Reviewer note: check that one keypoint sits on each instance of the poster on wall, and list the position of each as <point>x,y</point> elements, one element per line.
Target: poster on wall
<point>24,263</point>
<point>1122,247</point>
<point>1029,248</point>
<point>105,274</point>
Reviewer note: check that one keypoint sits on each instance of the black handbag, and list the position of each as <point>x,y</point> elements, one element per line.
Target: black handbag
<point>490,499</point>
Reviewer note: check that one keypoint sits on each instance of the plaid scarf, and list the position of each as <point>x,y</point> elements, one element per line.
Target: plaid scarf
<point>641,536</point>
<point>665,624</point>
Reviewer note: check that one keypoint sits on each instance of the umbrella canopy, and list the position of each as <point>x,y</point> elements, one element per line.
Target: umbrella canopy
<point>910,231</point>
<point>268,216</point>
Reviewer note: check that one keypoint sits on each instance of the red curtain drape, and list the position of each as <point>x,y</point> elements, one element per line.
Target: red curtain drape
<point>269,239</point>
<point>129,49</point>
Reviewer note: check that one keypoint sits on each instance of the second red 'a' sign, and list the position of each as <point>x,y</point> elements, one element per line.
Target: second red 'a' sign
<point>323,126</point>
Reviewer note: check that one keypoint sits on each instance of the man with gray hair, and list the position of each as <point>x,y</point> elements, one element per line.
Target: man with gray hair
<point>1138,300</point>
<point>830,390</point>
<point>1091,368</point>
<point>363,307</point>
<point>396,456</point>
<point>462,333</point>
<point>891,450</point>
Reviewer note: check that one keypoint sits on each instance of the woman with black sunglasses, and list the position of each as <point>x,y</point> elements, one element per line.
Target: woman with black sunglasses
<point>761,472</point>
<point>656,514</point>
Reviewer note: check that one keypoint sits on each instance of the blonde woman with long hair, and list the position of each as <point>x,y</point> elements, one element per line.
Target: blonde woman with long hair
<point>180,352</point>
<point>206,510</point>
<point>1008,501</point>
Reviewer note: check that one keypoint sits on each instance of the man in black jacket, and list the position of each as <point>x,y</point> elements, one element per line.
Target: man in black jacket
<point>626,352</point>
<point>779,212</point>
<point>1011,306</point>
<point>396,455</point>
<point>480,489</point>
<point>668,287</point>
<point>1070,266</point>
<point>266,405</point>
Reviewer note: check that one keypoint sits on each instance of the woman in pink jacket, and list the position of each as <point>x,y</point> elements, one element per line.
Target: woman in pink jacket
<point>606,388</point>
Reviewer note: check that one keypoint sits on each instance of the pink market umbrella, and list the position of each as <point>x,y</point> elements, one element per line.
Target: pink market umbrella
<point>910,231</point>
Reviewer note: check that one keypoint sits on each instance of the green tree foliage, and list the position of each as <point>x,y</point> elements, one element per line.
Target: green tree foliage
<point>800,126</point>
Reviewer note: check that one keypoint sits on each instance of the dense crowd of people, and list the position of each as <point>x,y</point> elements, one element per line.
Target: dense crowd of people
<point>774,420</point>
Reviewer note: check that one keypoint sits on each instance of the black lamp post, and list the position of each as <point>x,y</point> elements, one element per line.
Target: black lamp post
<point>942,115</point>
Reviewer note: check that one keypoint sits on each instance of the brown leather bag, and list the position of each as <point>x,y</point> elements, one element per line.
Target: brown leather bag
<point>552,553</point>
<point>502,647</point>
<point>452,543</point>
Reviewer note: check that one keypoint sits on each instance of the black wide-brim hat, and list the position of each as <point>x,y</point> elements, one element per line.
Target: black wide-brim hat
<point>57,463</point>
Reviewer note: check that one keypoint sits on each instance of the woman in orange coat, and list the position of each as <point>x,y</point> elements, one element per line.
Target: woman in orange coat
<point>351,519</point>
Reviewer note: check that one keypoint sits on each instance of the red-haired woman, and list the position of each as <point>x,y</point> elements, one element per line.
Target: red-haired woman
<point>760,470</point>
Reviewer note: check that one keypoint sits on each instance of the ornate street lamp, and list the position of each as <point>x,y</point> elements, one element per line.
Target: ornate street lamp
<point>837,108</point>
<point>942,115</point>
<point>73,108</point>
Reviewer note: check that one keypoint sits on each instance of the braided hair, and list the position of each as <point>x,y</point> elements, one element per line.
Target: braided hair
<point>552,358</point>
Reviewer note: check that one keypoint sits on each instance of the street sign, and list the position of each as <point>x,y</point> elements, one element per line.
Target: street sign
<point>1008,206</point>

● ● ● ● ● ● ●

■ **TASK REQUIREMENTS**: Send back the complete listing, identical to the original in every line.

■ **REPLY**:
Reviewer note: check that one keypoint sits on each instance of the poster on wall, and list the position of each as <point>x,y</point> elements, one element per line.
Target: poster on wall
<point>24,263</point>
<point>1122,247</point>
<point>1029,248</point>
<point>105,274</point>
Reviewer note: check that one keypoint sits on each instance of the black handbag, and list the position of each as <point>x,y</point> elements, one element per line.
Target: black handbag
<point>490,499</point>
Reviewer note: check that one keypoint sits on each instance of the plaid scarf, and list the position of each as <point>x,y</point> elements, one element per line.
Target: plaid scarf
<point>641,536</point>
<point>665,624</point>
Reviewer note: check that one keypoint sits on each instance of the umbrella canopy, and list the position of each as <point>x,y</point> elements, one element per line.
Target: umbrella canopy
<point>910,231</point>
<point>268,216</point>
Reviewer note: check that one keypoint sits on each instance of the red curtain drape, and list the position of each as <point>x,y</point> elements, one element per line.
Target: red curtain drape
<point>269,239</point>
<point>129,49</point>
Reviewer note: check that one keypoint sits on each instance of the second red 'a' sign, and list the position of each as <point>x,y</point> elements, one element per line.
Target: second red 'a' sign
<point>323,126</point>
Reviewer note: check that one keypoint sits on each instance of the man with gray hair, and list the position of each as <point>x,y</point> elements, one element per line.
Target: man with gray hair
<point>1138,300</point>
<point>830,390</point>
<point>1091,368</point>
<point>363,307</point>
<point>396,456</point>
<point>462,333</point>
<point>891,450</point>
Reviewer note: check that one keypoint sits on each instance of the woman with black sunglasses, and list the position of each as <point>x,y</point> elements, one element per line.
Target: woman with black sunglasses
<point>761,472</point>
<point>656,514</point>
Reviewer note: check that one keypoint sits on each instance of the blonde woman with long hair, and list the position of each as <point>x,y</point> elements, one element per line.
Target: blonde woman with long hair
<point>180,352</point>
<point>206,510</point>
<point>1008,501</point>
Reviewer note: check that one keypoint sits on each instance of the man in black jacket, and list the position of each as <point>x,y</point> elements, one element per line.
Target: man in black jacket
<point>626,352</point>
<point>779,212</point>
<point>1011,306</point>
<point>396,455</point>
<point>480,489</point>
<point>668,287</point>
<point>1070,266</point>
<point>266,405</point>
Reviewer note: check that one keypoint sits on each instance of the woman in pink jacket, and list the position of each as <point>x,y</point> elements, one element per line.
Target: woman in pink jacket
<point>606,388</point>
Reviewer note: check that one keypoint sits on each instance of the pink market umbrella, and list the position of each as <point>x,y</point> elements, one element per line.
Target: pink market umbrella
<point>910,231</point>
Reviewer note: check that one keypoint sits on each instance of the green tree foliage, and list the position of each as <point>x,y</point> elements, one element per line.
Target: green tree foliage
<point>800,126</point>
Reviewer note: check that one keypoint sits on each instance of the dense crowd of people, and list the position of each as <point>x,y</point> elements, one element per line.
Target: dense crowd of people
<point>774,420</point>
Reviewer note: check that one keypoint sits on each instance of the black lamp post, and list the position of each as <point>x,y</point> elements, one element per line.
Target: black lamp post
<point>942,115</point>
Reviewer note: check that one keypoint sits on each instance of the brown leather bag, and list the position of each as <point>x,y</point> elements, one element per line.
Target: brown leather bag
<point>552,553</point>
<point>502,647</point>
<point>452,543</point>
Reviewer note: check that one keypoint sits on each instance of the black wide-brim hat, and list the position of each as <point>x,y</point> elements, one element per line.
Target: black wide-brim hat
<point>57,463</point>
Reviewer note: check that one keypoint sits on each instance of the woman in orange coat, and list the position of each as <point>x,y</point> elements, one element per line.
Target: woman in orange coat
<point>351,519</point>
Reviewer note: check that one keypoint sits on each instance of the red-haired woman, and list the position of each as <point>x,y</point> elements, one element per line.
Target: red-haired woman
<point>760,470</point>
Reviewer note: check that one keypoint sits on each instance of the ornate street lamp, and list the position of each as <point>x,y</point> elements, one element per line.
Target: ornate street lamp
<point>837,108</point>
<point>942,115</point>
<point>73,108</point>
Reviewer note: check that one keypoint sits on each instance of the braided hair, and list the position of each as <point>x,y</point> elements, one element per line.
Target: braided hair
<point>552,358</point>
Reviewer note: check that one keypoint sits on each instance of the street sign, and list the position of each as <point>x,y</point> elements, one element per line.
Target: street sign
<point>1008,206</point>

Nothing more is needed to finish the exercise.